EXTRACT PROVIDED.
Mad Men recap: Penny Serenade
“R-E-S-P-E-C-T/Find out what it means to me.” – Aretha Franklin, “Respect,” 1967
Everyone’s looking for their fair due this week: Joan is tired of still being treated like Queen of the Secretaries despite holding a partnership, Harry is upset that everyone views him like the whiny little goober he is, Megan doesn’t understand why Don can’t respect her and her job enough to let her perform in the soap’s love scenes, Dawn is trying her best as the agency’s token black hire, and Peggy earns some of her former employer’s begrudging admiration by taking him on in a fair fight. Like Aretha, all they want is a little respect, but in the world of Mad Men, respect isn’t something given, it’s taken.
What Don and Pete would really like to take is Heinz Ketchup, and so they set up a clandestine meeting with the department head that has the illicit air of an after-work tryst. Ketchup is a sexy, shapely bottle of prestige—how could they resist?—but meanwhile Heinz Baked Beans is the easily jealous spouse waiting at home with the rolling pin. Thus everything about “Project K” must be done in secrecy, to the point where Stan is forced to work in a darkened office with tin foil blocking every window like some crazed nut worried about the government beaming messages into his brain. While Ginsburg and the rest of the creative pool try to guess what the “K” stands for (Kellogg? Kenmore? Koka-Kola?) Don and Stan share a joint to clear out the mental cobwebs, but instead of kickstarting their minds it just goes to work on their stomachs. “I think we should order lunch,” says Stan before they both break out giggling. On a side note, Stan’s beard is easily one of the show’s greatest creative decisions this season, beating out Pete Campbell’s extra-length side-burns and Ginsburg’s cop-stache for the honor of Best New Hair.

EXCERPTED RECORDS.
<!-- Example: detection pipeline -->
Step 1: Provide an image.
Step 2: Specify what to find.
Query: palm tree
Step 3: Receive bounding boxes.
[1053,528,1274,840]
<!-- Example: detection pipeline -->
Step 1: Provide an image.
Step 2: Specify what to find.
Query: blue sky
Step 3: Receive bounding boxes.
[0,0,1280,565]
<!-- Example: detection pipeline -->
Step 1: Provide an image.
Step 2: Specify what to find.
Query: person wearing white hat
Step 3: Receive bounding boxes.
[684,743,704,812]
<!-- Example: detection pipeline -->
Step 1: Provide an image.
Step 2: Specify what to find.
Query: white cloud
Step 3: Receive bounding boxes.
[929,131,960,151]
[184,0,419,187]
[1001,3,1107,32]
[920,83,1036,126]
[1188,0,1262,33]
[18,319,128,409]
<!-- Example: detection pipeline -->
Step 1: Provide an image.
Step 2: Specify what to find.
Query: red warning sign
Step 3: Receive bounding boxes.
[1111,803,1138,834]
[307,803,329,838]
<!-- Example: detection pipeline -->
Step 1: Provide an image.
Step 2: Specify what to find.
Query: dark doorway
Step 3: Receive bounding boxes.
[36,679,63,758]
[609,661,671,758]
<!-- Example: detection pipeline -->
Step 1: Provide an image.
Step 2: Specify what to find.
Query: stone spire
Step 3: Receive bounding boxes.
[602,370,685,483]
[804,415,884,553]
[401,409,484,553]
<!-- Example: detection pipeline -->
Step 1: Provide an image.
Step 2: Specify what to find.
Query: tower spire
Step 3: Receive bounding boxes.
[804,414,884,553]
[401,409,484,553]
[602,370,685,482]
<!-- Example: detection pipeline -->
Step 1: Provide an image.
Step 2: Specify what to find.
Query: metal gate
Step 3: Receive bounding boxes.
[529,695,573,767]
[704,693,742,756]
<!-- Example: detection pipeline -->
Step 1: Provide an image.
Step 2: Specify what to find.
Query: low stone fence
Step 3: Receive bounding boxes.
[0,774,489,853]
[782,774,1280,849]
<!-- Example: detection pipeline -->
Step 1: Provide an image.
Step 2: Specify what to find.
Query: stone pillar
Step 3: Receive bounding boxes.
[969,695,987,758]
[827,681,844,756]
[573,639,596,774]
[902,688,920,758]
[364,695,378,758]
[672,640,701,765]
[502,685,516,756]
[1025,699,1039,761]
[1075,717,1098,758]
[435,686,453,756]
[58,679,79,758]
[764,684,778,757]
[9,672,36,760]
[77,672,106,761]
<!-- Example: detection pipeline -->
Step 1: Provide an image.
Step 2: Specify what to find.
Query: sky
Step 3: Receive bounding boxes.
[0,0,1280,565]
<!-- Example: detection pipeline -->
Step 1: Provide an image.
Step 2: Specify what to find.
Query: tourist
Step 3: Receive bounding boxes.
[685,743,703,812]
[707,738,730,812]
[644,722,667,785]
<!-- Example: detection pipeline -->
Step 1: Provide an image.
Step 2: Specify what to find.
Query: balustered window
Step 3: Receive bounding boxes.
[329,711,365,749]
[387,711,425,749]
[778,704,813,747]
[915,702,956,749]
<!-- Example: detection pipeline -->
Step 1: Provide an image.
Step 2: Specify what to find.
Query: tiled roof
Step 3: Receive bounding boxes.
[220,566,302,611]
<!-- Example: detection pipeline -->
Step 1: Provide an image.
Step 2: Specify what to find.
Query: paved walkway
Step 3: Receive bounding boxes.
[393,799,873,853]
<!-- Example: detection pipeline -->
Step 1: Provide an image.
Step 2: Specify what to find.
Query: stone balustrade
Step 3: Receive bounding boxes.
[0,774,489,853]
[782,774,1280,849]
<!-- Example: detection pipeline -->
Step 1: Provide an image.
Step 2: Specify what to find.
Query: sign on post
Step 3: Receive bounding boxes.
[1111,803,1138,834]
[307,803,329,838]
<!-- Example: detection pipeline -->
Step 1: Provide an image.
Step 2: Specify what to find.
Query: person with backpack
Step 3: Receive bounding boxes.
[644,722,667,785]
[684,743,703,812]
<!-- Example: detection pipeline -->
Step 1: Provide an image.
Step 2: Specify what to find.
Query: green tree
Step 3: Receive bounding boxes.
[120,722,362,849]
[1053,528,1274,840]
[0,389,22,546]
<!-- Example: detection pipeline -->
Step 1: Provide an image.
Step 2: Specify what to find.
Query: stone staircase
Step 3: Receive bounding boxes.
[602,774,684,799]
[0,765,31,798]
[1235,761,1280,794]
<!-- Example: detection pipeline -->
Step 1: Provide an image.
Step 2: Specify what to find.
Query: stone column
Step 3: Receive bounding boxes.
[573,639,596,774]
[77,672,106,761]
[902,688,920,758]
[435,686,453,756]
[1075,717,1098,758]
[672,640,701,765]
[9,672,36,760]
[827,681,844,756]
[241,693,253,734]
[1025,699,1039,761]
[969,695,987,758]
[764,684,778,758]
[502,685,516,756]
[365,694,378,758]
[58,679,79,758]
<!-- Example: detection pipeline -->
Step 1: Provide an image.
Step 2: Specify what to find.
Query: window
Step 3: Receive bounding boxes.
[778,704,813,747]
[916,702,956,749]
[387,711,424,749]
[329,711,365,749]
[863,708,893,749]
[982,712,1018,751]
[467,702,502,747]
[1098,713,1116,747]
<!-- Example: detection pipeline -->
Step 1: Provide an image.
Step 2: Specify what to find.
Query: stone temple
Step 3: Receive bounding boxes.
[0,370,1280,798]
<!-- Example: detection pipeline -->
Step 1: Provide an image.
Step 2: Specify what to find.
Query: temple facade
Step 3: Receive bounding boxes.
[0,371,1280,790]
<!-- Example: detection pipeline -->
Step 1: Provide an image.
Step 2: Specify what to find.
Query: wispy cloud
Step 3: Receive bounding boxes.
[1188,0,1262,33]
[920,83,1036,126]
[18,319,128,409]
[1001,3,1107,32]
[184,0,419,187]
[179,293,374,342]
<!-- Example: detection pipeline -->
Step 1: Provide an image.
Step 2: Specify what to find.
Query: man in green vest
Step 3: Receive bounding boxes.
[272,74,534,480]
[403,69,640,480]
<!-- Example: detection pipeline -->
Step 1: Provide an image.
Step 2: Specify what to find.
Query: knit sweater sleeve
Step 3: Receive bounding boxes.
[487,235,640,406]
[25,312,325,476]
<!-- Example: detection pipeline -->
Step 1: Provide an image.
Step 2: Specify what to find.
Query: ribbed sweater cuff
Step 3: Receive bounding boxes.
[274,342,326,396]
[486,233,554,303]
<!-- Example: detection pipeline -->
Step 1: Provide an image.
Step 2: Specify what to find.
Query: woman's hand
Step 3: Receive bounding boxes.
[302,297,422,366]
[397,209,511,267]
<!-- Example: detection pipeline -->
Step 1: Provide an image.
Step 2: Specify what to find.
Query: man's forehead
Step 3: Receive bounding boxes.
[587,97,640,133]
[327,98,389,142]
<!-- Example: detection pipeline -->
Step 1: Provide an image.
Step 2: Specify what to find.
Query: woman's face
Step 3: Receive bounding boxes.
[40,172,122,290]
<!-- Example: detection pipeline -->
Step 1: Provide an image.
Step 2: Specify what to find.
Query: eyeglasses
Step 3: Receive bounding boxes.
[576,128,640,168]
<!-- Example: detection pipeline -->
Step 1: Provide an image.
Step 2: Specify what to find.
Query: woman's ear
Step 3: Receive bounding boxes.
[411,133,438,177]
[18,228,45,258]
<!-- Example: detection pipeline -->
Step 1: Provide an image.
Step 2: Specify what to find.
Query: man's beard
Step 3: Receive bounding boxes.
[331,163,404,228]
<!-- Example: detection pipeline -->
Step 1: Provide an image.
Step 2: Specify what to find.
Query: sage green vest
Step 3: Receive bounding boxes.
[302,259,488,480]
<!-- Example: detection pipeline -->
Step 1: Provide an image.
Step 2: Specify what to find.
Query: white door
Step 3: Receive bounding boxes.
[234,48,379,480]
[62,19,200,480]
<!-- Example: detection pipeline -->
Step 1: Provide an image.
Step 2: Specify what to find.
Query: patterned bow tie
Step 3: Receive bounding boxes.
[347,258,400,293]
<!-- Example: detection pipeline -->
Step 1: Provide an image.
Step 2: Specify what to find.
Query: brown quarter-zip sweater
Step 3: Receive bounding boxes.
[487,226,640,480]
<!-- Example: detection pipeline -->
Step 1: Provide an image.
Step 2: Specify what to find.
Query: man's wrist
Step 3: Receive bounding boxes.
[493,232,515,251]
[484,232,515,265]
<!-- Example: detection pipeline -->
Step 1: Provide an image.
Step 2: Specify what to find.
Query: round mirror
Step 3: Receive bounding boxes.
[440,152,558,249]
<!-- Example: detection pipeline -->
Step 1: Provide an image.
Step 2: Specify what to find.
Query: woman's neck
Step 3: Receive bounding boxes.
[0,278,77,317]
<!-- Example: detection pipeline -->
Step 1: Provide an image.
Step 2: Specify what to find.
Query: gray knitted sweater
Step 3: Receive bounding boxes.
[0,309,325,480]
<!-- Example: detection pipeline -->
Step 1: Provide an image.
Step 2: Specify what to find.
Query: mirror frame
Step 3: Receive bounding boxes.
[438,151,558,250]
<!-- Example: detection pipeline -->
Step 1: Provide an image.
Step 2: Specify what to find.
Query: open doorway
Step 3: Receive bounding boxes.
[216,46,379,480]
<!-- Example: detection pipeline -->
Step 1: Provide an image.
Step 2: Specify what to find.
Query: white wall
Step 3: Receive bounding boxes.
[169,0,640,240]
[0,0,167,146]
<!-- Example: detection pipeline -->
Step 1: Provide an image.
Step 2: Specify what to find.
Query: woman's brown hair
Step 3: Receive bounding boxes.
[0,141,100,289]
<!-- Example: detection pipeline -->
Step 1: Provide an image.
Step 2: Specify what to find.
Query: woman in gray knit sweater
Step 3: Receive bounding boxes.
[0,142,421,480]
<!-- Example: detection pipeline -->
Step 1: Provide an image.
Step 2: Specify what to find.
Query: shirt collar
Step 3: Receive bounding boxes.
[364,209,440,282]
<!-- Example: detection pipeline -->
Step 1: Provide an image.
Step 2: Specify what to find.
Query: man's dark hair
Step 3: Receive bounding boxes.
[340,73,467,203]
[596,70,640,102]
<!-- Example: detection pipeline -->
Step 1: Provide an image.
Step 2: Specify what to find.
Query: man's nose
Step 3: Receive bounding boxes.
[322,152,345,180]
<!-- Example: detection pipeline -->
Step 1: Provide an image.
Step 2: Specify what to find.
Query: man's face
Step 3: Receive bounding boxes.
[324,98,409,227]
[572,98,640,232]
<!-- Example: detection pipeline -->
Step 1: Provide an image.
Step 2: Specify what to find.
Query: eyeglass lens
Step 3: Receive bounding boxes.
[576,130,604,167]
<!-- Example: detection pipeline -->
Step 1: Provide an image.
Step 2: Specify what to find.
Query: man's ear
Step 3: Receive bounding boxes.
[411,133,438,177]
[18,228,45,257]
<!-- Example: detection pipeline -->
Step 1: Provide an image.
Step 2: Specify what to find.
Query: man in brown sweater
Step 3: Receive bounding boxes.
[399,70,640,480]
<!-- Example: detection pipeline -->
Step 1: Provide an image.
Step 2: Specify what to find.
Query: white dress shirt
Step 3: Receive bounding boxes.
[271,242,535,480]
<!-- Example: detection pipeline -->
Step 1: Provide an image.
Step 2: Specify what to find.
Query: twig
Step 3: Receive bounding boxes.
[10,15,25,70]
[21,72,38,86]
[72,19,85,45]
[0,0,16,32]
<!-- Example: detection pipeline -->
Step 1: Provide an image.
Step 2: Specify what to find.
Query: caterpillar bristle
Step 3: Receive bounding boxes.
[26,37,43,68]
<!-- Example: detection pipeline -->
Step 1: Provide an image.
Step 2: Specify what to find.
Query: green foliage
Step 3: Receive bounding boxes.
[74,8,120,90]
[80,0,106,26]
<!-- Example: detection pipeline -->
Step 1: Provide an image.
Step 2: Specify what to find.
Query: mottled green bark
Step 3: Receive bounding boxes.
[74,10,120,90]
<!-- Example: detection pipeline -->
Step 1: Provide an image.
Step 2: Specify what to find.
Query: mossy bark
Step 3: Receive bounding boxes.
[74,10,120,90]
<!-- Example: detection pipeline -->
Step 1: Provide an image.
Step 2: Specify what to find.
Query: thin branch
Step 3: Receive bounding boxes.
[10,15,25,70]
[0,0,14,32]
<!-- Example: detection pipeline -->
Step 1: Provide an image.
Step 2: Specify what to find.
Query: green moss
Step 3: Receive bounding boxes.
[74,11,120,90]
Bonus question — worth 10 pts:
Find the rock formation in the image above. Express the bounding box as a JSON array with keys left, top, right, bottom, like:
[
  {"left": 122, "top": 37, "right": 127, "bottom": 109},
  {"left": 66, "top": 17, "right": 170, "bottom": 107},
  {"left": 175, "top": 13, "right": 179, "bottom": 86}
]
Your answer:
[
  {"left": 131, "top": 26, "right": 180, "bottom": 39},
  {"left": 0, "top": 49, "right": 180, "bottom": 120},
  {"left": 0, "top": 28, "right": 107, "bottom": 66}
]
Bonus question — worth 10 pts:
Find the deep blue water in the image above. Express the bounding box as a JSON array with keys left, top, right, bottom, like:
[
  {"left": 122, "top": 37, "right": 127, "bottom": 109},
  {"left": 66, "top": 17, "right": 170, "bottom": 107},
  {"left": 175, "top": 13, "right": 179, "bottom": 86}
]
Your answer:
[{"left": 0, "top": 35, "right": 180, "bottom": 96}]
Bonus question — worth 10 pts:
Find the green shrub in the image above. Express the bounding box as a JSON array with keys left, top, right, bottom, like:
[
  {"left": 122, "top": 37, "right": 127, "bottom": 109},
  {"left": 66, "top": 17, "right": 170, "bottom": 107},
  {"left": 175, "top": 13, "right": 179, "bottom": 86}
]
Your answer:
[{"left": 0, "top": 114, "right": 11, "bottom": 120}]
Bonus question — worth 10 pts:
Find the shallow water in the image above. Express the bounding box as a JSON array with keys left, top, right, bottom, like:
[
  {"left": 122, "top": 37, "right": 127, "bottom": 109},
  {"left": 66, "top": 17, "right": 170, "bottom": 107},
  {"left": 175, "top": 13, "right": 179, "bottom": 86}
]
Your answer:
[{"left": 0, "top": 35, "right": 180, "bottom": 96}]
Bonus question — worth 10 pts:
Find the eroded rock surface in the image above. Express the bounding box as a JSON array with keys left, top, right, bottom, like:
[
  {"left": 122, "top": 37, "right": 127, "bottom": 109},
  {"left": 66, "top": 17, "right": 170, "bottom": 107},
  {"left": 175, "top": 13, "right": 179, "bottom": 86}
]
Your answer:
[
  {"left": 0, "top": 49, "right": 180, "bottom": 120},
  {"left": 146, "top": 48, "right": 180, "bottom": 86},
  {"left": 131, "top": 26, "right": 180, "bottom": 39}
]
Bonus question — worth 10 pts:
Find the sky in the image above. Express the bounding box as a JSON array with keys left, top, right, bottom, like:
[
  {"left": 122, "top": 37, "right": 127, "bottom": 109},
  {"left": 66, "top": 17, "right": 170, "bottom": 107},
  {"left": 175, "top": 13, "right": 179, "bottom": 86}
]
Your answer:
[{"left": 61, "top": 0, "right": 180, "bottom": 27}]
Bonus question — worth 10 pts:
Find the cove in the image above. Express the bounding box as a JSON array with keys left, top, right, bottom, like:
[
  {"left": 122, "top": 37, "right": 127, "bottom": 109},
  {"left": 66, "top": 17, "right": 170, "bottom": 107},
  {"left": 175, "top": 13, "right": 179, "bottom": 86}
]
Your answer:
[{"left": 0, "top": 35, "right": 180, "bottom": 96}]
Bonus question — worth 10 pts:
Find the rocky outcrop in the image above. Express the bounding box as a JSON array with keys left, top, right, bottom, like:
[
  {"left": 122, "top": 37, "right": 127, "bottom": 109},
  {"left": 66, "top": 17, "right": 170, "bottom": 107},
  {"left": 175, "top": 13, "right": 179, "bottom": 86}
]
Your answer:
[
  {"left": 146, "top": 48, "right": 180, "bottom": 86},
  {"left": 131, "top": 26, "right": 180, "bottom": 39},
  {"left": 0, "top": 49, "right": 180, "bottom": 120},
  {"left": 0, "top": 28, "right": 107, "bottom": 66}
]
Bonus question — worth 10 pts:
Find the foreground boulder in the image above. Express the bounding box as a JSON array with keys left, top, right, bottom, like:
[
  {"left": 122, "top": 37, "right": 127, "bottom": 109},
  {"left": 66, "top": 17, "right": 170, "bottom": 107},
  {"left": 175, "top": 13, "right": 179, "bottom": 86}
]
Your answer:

CHALLENGES.
**a.** Print the passage of the Mad Men recap starting at "Mad Men recap: Penny" and ending at "given, it’s taken.", with no changes to the wording.
**b.** Answer the following from the Mad Men recap:
(i) Which song and year are cited in the epigraph?
(ii) What name is given to the secret effort to win Heinz Ketchup?
(iii) What covers every window of the darkened office where Stan must work?
**c.** Translate into French this sentence from the Mad Men recap: "Like Aretha, all they want is a little respect, but in the world of Mad Men, respect isn’t something given, it’s taken."

SOLVED TASKS.
**a.**
Mad Men recap: Penny Serenade
“R-E-S-P-E-C-T/Find out what it means to me.” – Aretha Franklin, “Respect,” 1967
Everyone’s looking for their fair due this week: Joan is tired of still being treated like Queen of the Secretaries despite holding a partnership, Harry is upset that everyone views him like the whiny little goober he is, Megan doesn’t understand why Don can’t respect her and her job enough to let her perform in the soap’s love scenes, Dawn is trying her best as the agency’s token black hire, and Peggy earns some of her former employer’s begrudging admiration by taking him on in a fair fight. Like Aretha, all they want is a little respect, but in the world of Mad Men, respect isn’t something given, it’s taken.

**b.**
(i) "Respect," 1967
(ii) "Project K"
(iii) Tin foil

**c.** Comme Aretha, tout ce qu’ils veulent, c’est un peu de respect, mais dans l’univers de Mad Men, le respect ne se donne pas, il se prend.